Quando Bolsonaro fala no direito a posse de armas, ele bate fundo numa angústia de segurança que permeia todas as classes, do mais faminto ao mais rico. Quando reclama que meninos (trans) não devem entrar no mesmo banheiro de meninas, atinge outra angústia que é majoritária na sociedade.
O inimigo é mais simples e está na frente, com uma arma na mão, ou no banheiro ao lado. Não em cima.
Aí entra outro condimento agravante, que é preciso tratar em outro artigo, mais longo: a dificuldade da esquerda desde sempre e transplantada para a afeição a Lula de enxergar a realidade. Ou sua vocação histórica de brigar com ela e com o que a maioria defende.
A pessoa de esquerda que Lula cativa, herdeira de uma tradição romântica pelo mundo ideal que vem desde o século XIX, defende aborto, índios pelados isolados na aldeia, banheiros coletivos, menores delinquentes tratados com psicologia e a ideia de que o marginal com armas à sua frente é uma vítima, não agressor, da sociedade. E que a polícia que o combate, suspeita, mata mais negros que brancos.
De tal forma míope e encarcerada nos seus preconceitos de classe, que se recusa a discutir por que jovens de periferia da mesma região geográfica e nas mesmas condições econômicas do assaltante não caem no crime. Ou porque soldados pretos também matam.
É contra isso tudo que Bolsonaro cavalga. Pode-se acusá-lo de tudo, menos de falta de clareza e de escolher o inimigo. Nenhum outro candidato teve o instinto e a coragem, que transformou em método, de condenar com todas as letras tudo o que Lula encarna nesse sentido.
Não vai ser fácil para o petista e a cúpula do seu partido, o mesmo grupo de amigos estratégicos de crenças iguais que comandaram a campanha vitoriosa de 2002. Teriam que revisar seus conceitos e paradigmas com recursos de psicanálise, para reverter motivações internalizadas.
(Ou então, assumir que são assim mesmo, e “vamos para o pau”.)
Lula sabe muito bem por onde começar, porque é mestre, entre tantas coisas, de eleger inimigos. A Globo foi um importante e por longo tempo, a certa altura. E pode-se deixar com ele a tarefa, desde que ele aprenda também, e rápido, que o inimigo não está necessariamente em cima.

Material fornecido:
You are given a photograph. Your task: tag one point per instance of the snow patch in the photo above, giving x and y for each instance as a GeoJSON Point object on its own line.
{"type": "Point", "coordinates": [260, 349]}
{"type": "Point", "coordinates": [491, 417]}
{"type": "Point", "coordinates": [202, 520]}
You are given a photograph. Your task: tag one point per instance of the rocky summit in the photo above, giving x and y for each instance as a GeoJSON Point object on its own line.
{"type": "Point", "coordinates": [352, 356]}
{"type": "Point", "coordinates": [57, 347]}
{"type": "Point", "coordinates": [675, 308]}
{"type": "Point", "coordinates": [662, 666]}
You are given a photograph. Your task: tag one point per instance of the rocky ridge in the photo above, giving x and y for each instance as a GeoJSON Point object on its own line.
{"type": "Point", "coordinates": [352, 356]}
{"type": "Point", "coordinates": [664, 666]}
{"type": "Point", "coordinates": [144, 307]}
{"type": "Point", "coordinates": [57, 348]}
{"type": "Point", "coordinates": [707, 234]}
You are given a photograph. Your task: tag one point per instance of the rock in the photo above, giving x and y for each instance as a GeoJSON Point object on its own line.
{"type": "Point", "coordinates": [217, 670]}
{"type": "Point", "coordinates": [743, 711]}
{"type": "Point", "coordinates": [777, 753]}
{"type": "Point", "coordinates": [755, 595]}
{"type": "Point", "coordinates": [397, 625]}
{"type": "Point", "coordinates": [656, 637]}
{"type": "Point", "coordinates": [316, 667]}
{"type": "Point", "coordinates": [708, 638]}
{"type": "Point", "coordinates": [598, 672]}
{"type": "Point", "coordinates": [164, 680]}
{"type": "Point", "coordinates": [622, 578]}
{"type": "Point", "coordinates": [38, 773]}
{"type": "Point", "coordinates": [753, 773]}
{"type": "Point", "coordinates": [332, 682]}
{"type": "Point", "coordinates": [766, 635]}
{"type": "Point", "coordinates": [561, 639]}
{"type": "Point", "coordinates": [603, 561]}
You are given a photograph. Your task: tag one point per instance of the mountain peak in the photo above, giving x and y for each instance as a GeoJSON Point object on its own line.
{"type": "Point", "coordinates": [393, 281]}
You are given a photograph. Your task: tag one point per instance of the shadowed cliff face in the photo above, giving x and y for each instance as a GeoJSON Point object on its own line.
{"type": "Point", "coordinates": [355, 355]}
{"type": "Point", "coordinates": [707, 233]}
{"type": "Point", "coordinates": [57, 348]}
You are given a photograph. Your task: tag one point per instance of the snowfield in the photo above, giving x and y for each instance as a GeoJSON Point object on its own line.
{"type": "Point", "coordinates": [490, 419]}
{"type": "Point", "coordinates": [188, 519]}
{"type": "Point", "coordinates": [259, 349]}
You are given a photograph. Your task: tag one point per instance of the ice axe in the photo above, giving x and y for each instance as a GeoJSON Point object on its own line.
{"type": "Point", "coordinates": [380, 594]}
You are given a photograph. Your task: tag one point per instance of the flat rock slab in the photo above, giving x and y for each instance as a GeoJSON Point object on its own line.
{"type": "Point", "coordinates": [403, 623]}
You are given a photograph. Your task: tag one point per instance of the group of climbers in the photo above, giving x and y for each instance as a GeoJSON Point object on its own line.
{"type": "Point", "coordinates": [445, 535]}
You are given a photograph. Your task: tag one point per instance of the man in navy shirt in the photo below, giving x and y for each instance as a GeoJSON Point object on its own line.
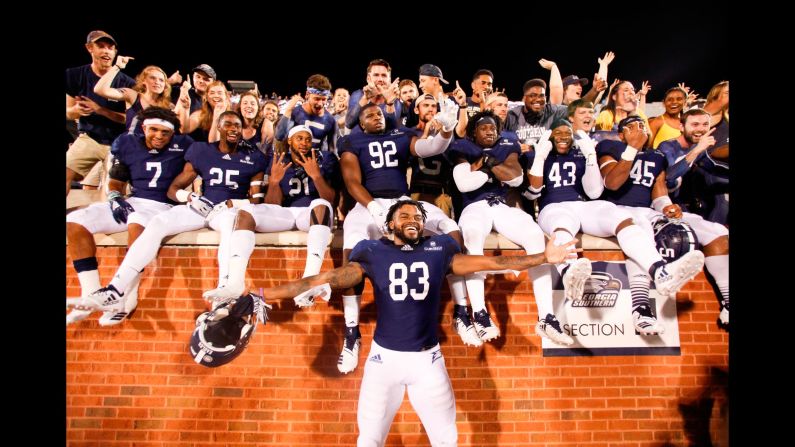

Tarefa 1: Na frase do trecho sobre Bolsonaro e Lula que começa com "A pessoa de esquerda que Lula cativa", o que essa pessoa defende? Liste cada item.
Tarefa 2: Dê a continuação do trecho sobre Bolsonaro e Lula a partir da última frase.

Resposta 1:
- Aborto
- Índios pelados isolados na aldeia
- Banheiros coletivos
- Menores delinquentes tratados com psicologia
- A ideia de que o marginal com armas à sua frente é uma vítima, não agressor, da sociedade

Resposta 2:
O principal deles, se me permitem uma sugestão óbvia típica de ensinar padre-nosso a vigário, está à frente: Jair Bolsonaro, que ainda está por ser desconstruído. Reeleição é o momento óbvio de mostrar ao eleitorado por que o candidato a ela não merece ser reconduzido.
Não é o melhor dos inimigos numa campanha que deve contemplar também a direita que pode votar nele, mas é o que se tem à mão.
Outro, se ainda me permitem outra sugestão, à guisa de raciocínio, é o Congresso. Ninguém, incluindo Bolsonaro em 2018, perdeu voto por bater em políticos e colocá-los como o bicho-papão do sistema que quer manter seus privilégios. (Deixem com Lula avaliar até onde, porque vai precisar de muitos deles.)
Escolher o inimigo de acordo com o Zeitgeist, sem bater na zelite, objetiva ou inconscientemente, está no topo da lista de providências, antes do mais difícil: superar a dianteira de Bolsonaro nas redes sociais, que o faz dominar a narrativa, apesar dos sabidos esforços do PT de formar quadros para isso.
Só outra boa narrativa pode combater a presidencial e ampliar a militância digital por apoio orgânico. Bolsonaro não chegou ao topo das redes pagando ou aliciando. Mas percebendo a hora com uma boa ideia, a tal imbatível quando a hora é chegada.
> Publicado no Estado de Minas, em 26/4/2022.